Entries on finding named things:
>> START
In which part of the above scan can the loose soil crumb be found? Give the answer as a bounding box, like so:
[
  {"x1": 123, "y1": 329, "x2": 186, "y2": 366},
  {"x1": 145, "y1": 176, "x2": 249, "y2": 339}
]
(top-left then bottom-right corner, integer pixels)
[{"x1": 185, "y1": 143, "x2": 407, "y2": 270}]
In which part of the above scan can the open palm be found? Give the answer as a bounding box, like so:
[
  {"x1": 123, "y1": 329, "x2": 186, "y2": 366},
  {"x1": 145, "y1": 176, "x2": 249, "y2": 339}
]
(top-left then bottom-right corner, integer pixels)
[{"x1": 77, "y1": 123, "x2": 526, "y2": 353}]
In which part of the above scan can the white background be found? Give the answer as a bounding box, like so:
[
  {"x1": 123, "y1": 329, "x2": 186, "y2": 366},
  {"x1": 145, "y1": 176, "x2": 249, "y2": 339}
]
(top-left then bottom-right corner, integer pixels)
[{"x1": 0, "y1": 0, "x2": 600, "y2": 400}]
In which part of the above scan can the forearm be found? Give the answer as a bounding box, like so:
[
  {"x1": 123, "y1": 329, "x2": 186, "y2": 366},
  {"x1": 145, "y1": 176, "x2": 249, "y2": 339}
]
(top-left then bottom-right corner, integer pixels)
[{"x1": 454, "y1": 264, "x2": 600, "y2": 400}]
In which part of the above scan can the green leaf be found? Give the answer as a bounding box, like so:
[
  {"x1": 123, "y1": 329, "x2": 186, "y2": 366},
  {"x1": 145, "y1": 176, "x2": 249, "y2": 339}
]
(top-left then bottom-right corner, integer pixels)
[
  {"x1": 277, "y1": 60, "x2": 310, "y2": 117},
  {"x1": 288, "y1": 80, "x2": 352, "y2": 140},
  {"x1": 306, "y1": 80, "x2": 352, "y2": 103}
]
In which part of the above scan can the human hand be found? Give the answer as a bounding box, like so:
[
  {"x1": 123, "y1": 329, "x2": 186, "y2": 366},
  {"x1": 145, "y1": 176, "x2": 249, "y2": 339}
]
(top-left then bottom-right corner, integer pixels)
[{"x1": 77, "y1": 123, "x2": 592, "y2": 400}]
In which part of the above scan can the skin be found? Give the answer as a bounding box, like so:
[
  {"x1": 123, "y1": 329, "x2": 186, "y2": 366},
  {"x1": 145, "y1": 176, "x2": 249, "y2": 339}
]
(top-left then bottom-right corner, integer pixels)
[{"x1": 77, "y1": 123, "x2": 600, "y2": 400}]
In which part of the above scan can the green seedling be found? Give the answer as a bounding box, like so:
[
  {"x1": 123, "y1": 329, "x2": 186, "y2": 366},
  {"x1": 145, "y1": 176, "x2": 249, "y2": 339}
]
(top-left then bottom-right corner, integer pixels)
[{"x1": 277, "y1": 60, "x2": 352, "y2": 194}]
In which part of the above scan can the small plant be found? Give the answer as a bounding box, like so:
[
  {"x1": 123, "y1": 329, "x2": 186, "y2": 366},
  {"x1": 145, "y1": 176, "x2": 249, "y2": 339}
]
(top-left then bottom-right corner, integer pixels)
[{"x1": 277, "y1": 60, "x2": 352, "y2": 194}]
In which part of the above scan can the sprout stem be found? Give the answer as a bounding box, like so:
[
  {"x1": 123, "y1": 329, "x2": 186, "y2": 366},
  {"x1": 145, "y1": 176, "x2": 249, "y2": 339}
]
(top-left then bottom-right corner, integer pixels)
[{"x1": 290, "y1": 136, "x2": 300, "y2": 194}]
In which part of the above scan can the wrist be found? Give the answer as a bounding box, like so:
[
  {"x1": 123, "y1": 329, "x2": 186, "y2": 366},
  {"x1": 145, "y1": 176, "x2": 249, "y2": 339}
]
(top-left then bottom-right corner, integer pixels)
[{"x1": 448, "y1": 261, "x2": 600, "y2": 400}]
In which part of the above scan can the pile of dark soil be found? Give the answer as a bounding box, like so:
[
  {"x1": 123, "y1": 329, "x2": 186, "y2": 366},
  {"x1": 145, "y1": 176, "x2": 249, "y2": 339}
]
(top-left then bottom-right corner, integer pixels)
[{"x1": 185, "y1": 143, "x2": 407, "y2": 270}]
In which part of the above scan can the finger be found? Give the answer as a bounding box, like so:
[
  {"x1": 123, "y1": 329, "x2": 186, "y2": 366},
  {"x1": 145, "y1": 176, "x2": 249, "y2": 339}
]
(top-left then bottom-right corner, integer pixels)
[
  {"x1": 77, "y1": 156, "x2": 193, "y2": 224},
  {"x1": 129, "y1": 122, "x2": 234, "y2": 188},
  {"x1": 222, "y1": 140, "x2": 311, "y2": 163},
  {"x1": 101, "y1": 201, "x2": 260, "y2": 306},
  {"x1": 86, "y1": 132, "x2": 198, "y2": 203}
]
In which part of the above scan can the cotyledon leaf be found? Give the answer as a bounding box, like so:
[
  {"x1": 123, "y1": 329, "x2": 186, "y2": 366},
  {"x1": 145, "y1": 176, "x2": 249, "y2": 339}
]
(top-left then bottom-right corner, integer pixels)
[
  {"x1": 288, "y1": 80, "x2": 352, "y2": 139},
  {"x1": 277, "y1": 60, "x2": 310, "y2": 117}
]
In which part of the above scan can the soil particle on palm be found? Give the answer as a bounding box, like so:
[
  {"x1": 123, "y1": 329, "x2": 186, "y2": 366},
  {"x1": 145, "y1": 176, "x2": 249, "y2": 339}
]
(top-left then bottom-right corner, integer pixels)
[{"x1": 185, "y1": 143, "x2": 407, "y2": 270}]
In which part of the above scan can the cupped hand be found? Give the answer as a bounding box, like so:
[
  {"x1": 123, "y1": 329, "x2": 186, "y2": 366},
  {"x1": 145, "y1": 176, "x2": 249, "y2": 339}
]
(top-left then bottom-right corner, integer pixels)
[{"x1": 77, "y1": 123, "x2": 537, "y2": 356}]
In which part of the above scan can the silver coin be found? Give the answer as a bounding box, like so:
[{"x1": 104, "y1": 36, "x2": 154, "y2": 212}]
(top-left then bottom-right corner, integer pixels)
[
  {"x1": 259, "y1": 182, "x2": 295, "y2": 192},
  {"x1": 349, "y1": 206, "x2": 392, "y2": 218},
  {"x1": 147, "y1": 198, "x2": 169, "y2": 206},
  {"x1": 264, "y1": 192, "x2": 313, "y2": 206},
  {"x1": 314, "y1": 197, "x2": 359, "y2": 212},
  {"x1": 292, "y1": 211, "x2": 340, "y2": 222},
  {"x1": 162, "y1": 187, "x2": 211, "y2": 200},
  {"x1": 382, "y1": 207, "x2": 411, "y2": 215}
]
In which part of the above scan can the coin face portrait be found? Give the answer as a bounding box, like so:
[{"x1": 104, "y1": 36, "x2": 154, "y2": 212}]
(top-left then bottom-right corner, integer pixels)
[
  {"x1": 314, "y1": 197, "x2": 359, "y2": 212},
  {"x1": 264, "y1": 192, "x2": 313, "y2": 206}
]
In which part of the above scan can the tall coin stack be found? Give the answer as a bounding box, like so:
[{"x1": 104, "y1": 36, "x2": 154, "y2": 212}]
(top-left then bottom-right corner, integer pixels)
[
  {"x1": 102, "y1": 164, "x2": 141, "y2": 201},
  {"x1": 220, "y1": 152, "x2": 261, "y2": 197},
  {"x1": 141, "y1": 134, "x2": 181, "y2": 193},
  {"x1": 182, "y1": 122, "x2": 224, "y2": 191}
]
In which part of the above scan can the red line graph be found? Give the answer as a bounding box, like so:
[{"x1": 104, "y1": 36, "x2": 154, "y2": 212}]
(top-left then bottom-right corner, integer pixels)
>> END
**Given task**
Show each line from the records above that contains the string "palm" in full, treating uppercase and lowercase as different.

**Expected output**
In which part of the above scan can the open palm be found? Give the answer as a bounding box, like so:
In which part of the above scan can the soil particle on palm be found? Give the answer as a bounding box, like so:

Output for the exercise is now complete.